= Directions for this task =
Write the entries below out again in full. Match every character.

= Source data =
========================================================================
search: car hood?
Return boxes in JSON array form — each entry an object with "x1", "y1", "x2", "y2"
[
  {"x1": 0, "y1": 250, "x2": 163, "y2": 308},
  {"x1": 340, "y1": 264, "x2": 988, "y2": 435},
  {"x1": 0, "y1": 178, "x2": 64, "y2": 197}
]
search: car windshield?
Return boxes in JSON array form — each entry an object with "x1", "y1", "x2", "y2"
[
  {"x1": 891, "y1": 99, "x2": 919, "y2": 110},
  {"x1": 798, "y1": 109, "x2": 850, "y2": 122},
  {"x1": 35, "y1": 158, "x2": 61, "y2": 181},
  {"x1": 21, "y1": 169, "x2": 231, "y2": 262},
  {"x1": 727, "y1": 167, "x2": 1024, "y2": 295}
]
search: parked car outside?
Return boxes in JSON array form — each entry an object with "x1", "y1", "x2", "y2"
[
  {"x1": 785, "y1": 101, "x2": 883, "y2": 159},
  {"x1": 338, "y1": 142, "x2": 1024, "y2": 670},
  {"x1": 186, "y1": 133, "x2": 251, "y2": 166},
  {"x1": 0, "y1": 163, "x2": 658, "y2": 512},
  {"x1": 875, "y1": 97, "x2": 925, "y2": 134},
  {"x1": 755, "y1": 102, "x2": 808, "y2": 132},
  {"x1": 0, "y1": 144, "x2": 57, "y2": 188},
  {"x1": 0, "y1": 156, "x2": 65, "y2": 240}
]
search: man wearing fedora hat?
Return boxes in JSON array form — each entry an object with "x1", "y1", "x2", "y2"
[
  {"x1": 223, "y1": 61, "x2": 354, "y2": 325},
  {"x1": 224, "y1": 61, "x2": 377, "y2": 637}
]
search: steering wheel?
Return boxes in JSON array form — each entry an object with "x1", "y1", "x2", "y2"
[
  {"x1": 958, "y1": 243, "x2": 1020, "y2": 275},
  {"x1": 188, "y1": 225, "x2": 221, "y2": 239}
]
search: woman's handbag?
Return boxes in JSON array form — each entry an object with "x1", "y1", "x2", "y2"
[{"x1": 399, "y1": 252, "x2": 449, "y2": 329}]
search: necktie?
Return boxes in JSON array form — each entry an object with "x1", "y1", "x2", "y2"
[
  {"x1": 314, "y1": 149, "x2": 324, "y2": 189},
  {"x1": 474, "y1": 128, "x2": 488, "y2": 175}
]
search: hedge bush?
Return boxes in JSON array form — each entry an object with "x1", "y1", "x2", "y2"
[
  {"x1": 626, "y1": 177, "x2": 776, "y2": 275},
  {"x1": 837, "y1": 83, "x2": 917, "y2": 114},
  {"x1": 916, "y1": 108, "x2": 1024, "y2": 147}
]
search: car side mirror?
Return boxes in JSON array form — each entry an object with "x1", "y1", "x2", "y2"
========================================================================
= Answer box =
search: car hood?
Return boxes in JSON array form — each entry an object with "x1", "y1", "x2", "y2"
[
  {"x1": 0, "y1": 250, "x2": 163, "y2": 308},
  {"x1": 340, "y1": 264, "x2": 988, "y2": 435},
  {"x1": 0, "y1": 178, "x2": 64, "y2": 197}
]
search: car windshield?
Return boxes in JSON array form — each entry an object with "x1", "y1", "x2", "y2"
[
  {"x1": 891, "y1": 99, "x2": 919, "y2": 110},
  {"x1": 798, "y1": 109, "x2": 850, "y2": 122},
  {"x1": 35, "y1": 158, "x2": 61, "y2": 181},
  {"x1": 21, "y1": 169, "x2": 231, "y2": 262},
  {"x1": 727, "y1": 167, "x2": 1024, "y2": 295}
]
search: parked car outside?
Return boxes in JSON array form — each entry an object with "x1", "y1", "x2", "y2"
[
  {"x1": 785, "y1": 101, "x2": 883, "y2": 159},
  {"x1": 338, "y1": 142, "x2": 1024, "y2": 670},
  {"x1": 186, "y1": 133, "x2": 251, "y2": 166},
  {"x1": 0, "y1": 163, "x2": 658, "y2": 512},
  {"x1": 875, "y1": 97, "x2": 925, "y2": 134},
  {"x1": 755, "y1": 102, "x2": 808, "y2": 132},
  {"x1": 0, "y1": 144, "x2": 57, "y2": 188},
  {"x1": 0, "y1": 156, "x2": 65, "y2": 240}
]
search: man wearing fedora hat?
Return boxes in JSON array form — each entry an object with "x1", "y1", "x2", "y2"
[
  {"x1": 223, "y1": 61, "x2": 354, "y2": 325},
  {"x1": 224, "y1": 61, "x2": 377, "y2": 637}
]
search: steering wheel?
Return boxes in JSON array form — each entry an object with "x1", "y1", "x2", "y2"
[
  {"x1": 958, "y1": 243, "x2": 1020, "y2": 275},
  {"x1": 188, "y1": 225, "x2": 221, "y2": 239}
]
search: woman's handbag?
Return boxes in JSON array form — each entry an object with "x1", "y1", "x2", "y2"
[{"x1": 399, "y1": 252, "x2": 449, "y2": 329}]
search: necktie?
Return boxes in JSON array form — each entry an object with "x1", "y1", "x2", "y2"
[
  {"x1": 314, "y1": 149, "x2": 324, "y2": 189},
  {"x1": 474, "y1": 128, "x2": 488, "y2": 175}
]
search: hedge bush?
Return boxes in JSON array form — each entry an object with "x1", "y1", "x2", "y2"
[
  {"x1": 626, "y1": 177, "x2": 776, "y2": 275},
  {"x1": 837, "y1": 83, "x2": 917, "y2": 114},
  {"x1": 916, "y1": 108, "x2": 1024, "y2": 147}
]
search: car side mirror?
Return boxes in JSON array form — each entry an object with "x1", "y1", "x2", "y2"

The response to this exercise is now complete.